=== Information shown ===

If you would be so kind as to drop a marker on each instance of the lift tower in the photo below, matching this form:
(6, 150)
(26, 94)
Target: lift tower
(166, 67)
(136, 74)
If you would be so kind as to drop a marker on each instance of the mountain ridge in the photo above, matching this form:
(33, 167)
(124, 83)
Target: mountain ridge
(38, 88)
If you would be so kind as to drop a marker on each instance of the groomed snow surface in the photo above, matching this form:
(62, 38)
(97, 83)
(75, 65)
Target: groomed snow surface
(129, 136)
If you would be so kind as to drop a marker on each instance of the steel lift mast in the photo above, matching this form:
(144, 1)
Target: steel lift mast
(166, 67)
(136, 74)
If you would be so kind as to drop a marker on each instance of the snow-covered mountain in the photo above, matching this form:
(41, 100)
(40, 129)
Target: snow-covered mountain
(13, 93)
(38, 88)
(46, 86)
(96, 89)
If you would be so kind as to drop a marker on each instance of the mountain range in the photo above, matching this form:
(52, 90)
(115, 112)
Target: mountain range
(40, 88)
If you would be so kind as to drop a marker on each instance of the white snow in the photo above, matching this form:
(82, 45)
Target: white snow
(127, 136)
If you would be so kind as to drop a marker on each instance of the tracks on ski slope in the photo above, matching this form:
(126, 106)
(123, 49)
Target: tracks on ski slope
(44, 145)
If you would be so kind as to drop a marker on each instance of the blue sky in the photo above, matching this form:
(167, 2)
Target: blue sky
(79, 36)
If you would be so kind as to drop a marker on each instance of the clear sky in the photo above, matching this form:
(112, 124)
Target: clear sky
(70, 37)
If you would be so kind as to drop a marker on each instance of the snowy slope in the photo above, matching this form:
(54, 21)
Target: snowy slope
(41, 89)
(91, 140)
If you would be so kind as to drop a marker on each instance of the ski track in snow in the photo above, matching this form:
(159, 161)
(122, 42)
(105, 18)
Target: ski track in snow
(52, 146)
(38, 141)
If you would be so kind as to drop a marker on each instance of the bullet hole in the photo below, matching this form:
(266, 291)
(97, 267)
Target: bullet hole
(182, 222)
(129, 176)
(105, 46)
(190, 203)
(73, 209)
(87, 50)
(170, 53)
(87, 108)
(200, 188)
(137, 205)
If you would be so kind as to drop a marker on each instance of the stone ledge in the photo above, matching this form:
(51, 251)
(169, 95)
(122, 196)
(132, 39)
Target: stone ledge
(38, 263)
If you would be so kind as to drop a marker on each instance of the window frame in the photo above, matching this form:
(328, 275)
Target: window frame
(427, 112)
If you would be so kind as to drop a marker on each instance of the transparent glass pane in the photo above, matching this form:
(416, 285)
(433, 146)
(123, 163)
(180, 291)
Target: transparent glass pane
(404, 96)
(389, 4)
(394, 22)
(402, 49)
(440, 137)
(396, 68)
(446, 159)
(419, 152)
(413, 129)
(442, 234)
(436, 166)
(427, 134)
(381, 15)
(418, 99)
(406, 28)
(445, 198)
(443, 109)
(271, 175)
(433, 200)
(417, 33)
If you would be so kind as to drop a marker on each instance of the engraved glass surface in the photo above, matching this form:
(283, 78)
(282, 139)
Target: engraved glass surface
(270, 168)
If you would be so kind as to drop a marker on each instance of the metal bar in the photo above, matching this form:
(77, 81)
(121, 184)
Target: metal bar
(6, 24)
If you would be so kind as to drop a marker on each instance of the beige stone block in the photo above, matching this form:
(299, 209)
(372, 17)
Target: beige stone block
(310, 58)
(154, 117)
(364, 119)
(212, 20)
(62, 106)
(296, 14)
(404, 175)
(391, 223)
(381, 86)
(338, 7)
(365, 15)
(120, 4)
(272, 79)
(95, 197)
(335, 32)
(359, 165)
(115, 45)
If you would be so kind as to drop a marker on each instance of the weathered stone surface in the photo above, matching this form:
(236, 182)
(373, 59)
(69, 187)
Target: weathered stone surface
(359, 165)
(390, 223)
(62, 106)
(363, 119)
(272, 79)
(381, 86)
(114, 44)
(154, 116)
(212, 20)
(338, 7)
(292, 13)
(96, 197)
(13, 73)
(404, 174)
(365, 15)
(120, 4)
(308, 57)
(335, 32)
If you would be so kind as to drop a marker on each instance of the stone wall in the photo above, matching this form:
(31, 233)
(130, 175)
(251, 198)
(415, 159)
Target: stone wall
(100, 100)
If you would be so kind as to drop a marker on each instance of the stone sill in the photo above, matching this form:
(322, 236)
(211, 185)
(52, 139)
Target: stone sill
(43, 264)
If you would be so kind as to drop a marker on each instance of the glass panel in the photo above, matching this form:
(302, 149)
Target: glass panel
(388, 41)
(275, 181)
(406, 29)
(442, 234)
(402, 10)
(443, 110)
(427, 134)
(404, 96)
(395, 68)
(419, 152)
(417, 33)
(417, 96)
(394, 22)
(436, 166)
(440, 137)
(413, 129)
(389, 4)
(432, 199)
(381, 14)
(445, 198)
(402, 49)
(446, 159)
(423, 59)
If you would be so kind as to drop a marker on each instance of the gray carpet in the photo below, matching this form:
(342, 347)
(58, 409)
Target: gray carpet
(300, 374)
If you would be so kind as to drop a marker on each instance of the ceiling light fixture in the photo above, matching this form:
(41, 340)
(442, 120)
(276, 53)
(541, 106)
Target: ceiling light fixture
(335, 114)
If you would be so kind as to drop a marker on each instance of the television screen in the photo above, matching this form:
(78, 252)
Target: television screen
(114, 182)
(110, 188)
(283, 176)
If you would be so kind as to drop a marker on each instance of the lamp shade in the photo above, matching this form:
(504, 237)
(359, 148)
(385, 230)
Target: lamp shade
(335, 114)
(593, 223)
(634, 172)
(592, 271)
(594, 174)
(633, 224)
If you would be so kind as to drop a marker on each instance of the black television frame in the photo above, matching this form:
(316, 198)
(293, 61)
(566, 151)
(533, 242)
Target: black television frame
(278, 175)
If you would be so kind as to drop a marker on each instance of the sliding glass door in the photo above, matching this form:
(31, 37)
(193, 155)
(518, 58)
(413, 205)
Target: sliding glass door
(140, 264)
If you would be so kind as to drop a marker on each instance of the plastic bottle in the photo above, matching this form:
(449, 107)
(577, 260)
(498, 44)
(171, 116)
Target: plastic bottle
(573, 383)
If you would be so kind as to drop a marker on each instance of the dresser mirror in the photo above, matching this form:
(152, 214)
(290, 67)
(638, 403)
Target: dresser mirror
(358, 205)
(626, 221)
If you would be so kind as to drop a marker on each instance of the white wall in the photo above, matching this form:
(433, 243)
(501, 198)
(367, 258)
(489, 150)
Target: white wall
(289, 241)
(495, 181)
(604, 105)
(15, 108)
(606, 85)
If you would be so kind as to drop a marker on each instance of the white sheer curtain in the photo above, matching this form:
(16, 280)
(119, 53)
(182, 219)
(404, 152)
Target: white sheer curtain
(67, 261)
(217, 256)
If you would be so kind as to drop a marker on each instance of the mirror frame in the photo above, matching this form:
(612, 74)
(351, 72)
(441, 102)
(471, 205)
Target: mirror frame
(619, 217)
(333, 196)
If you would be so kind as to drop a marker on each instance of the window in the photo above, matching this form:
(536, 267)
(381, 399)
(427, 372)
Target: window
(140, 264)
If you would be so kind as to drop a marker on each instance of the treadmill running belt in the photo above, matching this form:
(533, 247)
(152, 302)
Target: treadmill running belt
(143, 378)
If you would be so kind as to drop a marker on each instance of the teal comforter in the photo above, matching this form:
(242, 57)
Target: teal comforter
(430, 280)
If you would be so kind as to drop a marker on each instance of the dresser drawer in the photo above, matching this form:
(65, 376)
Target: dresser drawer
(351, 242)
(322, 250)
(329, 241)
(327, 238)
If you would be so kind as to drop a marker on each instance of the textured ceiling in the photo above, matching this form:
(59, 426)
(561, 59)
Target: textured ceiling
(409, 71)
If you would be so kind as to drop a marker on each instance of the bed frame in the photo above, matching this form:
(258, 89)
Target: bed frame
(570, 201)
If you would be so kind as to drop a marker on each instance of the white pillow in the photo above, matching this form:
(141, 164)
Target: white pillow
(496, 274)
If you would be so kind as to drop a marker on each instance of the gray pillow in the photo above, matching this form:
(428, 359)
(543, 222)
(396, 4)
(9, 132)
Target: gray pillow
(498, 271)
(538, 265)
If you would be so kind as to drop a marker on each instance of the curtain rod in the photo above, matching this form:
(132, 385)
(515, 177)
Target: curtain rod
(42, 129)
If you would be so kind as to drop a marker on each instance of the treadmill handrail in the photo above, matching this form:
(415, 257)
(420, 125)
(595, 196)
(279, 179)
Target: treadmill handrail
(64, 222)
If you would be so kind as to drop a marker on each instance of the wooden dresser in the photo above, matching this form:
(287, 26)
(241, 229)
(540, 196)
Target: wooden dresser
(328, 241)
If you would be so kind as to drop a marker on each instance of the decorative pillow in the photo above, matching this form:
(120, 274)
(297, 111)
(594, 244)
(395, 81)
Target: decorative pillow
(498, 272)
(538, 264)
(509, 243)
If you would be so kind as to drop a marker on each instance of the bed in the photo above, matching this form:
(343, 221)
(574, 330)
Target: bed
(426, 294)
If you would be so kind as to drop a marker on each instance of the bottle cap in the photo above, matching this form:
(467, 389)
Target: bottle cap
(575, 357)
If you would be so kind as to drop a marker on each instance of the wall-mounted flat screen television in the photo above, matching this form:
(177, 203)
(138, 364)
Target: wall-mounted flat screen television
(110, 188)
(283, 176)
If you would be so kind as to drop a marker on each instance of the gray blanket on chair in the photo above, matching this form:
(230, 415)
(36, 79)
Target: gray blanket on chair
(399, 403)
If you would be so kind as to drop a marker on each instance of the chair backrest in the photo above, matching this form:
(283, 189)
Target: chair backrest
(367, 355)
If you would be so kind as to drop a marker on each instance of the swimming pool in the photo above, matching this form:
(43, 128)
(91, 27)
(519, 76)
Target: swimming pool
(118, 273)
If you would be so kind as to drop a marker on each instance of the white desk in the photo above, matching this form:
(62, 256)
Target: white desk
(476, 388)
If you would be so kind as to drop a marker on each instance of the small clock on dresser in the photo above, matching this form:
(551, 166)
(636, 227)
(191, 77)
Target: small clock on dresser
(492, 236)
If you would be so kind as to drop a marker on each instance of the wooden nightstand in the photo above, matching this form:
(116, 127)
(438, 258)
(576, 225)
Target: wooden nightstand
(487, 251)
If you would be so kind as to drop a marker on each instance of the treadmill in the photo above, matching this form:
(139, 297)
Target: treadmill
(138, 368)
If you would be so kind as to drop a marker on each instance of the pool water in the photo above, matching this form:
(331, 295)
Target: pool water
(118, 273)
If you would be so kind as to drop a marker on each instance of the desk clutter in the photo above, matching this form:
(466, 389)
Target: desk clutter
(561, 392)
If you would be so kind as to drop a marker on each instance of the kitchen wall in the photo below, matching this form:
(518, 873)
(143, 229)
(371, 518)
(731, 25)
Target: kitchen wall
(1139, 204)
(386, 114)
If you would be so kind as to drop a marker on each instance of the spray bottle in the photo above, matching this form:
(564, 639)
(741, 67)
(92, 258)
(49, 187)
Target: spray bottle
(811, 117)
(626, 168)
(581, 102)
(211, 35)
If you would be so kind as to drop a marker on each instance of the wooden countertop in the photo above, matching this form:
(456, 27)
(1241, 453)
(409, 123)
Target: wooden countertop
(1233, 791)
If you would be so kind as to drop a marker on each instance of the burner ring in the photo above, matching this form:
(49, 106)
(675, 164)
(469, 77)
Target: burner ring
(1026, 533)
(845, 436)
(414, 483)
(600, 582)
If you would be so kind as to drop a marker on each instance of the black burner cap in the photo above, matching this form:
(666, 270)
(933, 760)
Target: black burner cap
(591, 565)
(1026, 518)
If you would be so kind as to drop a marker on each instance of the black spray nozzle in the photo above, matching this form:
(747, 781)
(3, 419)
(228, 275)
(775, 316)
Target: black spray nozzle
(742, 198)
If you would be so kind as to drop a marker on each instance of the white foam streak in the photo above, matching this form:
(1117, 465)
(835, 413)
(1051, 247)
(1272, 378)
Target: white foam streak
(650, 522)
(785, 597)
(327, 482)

===

Repeat word for word every line from the one that holds "the wooden countertop" to the end. Both ends count.

If you would be so kind as to drop a marker on each instance of the wooden countertop in the photo above, matching this form:
(456, 27)
(1241, 453)
(409, 123)
Target: wooden countertop
(1233, 791)
If you would be so kind as to drop a marker on each instance of the burner ring in the photo above, matching this form:
(49, 106)
(675, 164)
(469, 77)
Target: burner ring
(1026, 533)
(845, 436)
(414, 483)
(600, 582)
If you would be so kind as to drop a marker on each instance of the black burner cap in the photo above, matching this form:
(666, 270)
(933, 760)
Target: black burner cap
(591, 565)
(1026, 518)
If you would be so kind as to drop a marker on each instance of the black spray nozzle in the photo above, matching this form:
(747, 781)
(3, 419)
(228, 275)
(775, 316)
Target: black spray nozzle
(742, 198)
If you would be so kind as to drop a marker on each instance of the white foam streak in the photo above, matching this form:
(1117, 465)
(835, 413)
(1051, 247)
(1272, 378)
Target: white foam streak
(650, 522)
(785, 597)
(327, 482)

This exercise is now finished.